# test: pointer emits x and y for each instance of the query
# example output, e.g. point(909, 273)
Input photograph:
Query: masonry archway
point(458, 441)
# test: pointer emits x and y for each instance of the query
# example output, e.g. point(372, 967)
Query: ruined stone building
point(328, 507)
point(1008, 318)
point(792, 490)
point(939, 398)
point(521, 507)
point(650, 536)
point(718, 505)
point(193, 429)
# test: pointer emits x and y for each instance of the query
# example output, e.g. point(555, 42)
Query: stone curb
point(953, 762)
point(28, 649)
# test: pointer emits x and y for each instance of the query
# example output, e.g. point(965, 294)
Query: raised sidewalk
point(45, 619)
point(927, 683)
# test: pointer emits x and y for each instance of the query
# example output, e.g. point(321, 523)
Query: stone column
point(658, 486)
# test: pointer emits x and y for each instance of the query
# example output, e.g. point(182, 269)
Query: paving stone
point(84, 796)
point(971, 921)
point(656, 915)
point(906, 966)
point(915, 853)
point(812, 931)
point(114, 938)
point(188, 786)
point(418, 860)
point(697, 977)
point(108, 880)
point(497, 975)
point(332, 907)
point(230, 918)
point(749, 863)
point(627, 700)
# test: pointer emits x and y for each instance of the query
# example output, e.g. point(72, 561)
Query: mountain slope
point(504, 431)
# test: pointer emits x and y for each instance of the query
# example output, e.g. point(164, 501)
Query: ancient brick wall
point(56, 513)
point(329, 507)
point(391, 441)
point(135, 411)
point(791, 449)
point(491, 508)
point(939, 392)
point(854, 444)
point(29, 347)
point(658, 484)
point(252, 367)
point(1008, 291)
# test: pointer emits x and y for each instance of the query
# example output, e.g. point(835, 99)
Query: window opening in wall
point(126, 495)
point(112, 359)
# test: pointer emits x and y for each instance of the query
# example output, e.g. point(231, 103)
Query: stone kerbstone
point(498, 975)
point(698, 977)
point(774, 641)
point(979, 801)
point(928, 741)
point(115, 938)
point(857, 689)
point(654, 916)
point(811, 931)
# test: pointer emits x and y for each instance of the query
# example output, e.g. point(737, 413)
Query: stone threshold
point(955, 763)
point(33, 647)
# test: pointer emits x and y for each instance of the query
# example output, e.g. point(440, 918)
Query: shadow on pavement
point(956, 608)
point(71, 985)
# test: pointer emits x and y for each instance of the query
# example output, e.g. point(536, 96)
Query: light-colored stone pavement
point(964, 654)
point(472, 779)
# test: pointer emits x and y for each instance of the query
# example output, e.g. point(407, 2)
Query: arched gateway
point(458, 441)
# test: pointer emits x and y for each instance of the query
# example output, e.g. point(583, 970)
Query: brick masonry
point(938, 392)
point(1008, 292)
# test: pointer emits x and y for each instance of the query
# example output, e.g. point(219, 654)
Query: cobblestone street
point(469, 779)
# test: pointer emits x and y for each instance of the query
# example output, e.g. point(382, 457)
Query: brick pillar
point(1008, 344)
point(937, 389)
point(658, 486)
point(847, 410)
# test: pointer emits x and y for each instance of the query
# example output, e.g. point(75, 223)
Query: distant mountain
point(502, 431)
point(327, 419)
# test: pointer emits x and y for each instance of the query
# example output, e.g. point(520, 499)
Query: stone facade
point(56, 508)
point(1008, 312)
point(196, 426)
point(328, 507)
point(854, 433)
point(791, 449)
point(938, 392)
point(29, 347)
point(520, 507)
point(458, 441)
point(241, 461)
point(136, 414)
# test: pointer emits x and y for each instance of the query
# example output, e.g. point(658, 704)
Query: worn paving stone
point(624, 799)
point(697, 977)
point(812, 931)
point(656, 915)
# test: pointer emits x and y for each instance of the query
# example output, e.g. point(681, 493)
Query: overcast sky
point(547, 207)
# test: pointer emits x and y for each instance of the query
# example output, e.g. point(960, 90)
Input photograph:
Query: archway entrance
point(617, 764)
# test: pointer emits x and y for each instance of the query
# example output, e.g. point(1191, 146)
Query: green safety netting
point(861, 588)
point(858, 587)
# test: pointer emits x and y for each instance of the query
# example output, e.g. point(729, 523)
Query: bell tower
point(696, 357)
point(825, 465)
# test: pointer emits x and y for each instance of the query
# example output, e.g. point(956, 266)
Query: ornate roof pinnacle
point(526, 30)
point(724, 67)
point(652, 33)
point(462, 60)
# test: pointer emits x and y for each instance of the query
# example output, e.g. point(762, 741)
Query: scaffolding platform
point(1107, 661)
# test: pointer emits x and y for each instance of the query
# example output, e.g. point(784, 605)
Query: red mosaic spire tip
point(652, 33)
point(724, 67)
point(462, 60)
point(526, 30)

* [Aim] Make an exact copy of the data above.

* [Final result]
# test: pointer emits x and y for each instance of the query
# example output, e.g. point(909, 273)
Input photograph:
Query: masonry archway
point(458, 441)
# test: pointer emits x and y for each instance of the query
# example output, e.g. point(372, 967)
Query: ruined stone building
point(328, 507)
point(1008, 318)
point(792, 490)
point(939, 398)
point(521, 507)
point(650, 536)
point(718, 505)
point(193, 429)
# test: pointer emits x and y for each instance of the query
# example output, e.g. point(555, 42)
Query: stone curb
point(953, 762)
point(28, 649)
# test: pointer emits x and y for each instance of the query
# example output, e.g. point(965, 294)
Query: raised sidewalk
point(45, 619)
point(927, 683)
# test: pointer emits x and y for each instance of the query
# example output, e.g. point(321, 523)
Query: stone column
point(658, 486)
# test: pointer emits x and y for each instance of the query
# example output, e.g. point(182, 269)
Query: paving stone
point(84, 796)
point(971, 921)
point(656, 915)
point(906, 966)
point(915, 853)
point(812, 931)
point(114, 938)
point(188, 786)
point(418, 860)
point(697, 977)
point(108, 880)
point(497, 975)
point(332, 907)
point(230, 918)
point(749, 863)
point(627, 700)
# test: pointer emits x and y for each instance of the query
# example output, e.g. point(72, 561)
Query: mountain slope
point(504, 431)
# test: pointer emits x and y for each instance of the query
# example output, e.g. point(164, 501)
Query: ancient brick wall
point(56, 513)
point(329, 507)
point(391, 441)
point(135, 411)
point(791, 449)
point(491, 508)
point(939, 392)
point(854, 444)
point(29, 347)
point(658, 484)
point(252, 367)
point(1008, 291)
# test: pointer emits x and y for each instance of the query
# example output, e.g. point(835, 99)
Query: window opening in wall
point(126, 495)
point(112, 359)
# test: pointer emits x and y for each instance of the query
# example output, e.g. point(231, 103)
Query: stone kerbstone
point(498, 975)
point(698, 977)
point(774, 641)
point(979, 801)
point(928, 741)
point(115, 938)
point(857, 689)
point(654, 916)
point(811, 931)
# test: pointer emits x and y for each instance of the query
# example output, e.g. point(737, 413)
Query: stone threshold
point(955, 763)
point(33, 647)
# test: pointer emits x and y for each instance of the query
# example output, e.g. point(440, 918)
Query: shadow on pavement
point(956, 608)
point(71, 985)
# test: pointer emits x and y for each instance of the query
# example output, e.g. point(536, 96)
Query: light-colored stone pavement
point(964, 654)
point(472, 779)
# test: pointer emits x and y for each instance of the query
# example output, e.g. point(407, 2)
Query: arched gateway
point(458, 441)
# test: pointer emits x and y for each instance of the query
# example output, e.g. point(583, 970)
Query: brick masonry
point(938, 392)
point(1008, 292)
# test: pointer emits x and y for each instance of the query
# example output, e.g. point(219, 654)
Query: cobblestone street
point(469, 779)
# test: pointer emits x and y for each instance of the query
# example output, e.g. point(382, 457)
Query: brick pillar
point(1008, 344)
point(937, 389)
point(658, 486)
point(847, 410)
# test: pointer emits x and y for each instance of the query
# example output, e.g. point(75, 223)
Query: distant mountain
point(502, 431)
point(327, 419)
# test: pointer emits x and y for each instance of the query
# example output, e.g. point(520, 499)
Query: stone facade
point(56, 508)
point(1008, 312)
point(196, 426)
point(328, 507)
point(854, 433)
point(791, 449)
point(938, 392)
point(29, 347)
point(520, 507)
point(458, 441)
point(241, 461)
point(136, 414)
# test: pointer emits x and y for each instance of the query
# example output, e.g. point(658, 704)
Query: worn paving stone
point(624, 799)
point(697, 977)
point(812, 931)
point(656, 915)
# test: pointer emits x and y for each instance of the query
# example output, e.g. point(681, 493)
Query: overcast sky
point(547, 207)
# test: pointer emits x and y for each instance of the query
# example output, e.g. point(960, 90)
Input photograph:
Query: archway entrance
point(617, 764)
# test: pointer emits x and y for each instance of the query
# example output, e.g. point(1191, 146)
Query: green safety netting
point(861, 588)
point(858, 587)
# test: pointer emits x and y for each instance of the query
# example output, e.g. point(729, 523)
Query: bell tower
point(696, 357)
point(825, 465)
# test: pointer emits x and y for each instance of the query
# example output, e.g. point(956, 266)
Query: ornate roof pinnacle
point(526, 30)
point(724, 67)
point(652, 33)
point(462, 60)
# test: pointer emits x and y for each instance of the query
# example output, e.g. point(762, 741)
Query: scaffolding platform
point(1107, 661)
# test: pointer emits x and y for each instance of the query
# example output, e.g. point(784, 605)
Query: red mosaic spire tip
point(652, 33)
point(724, 67)
point(462, 60)
point(526, 30)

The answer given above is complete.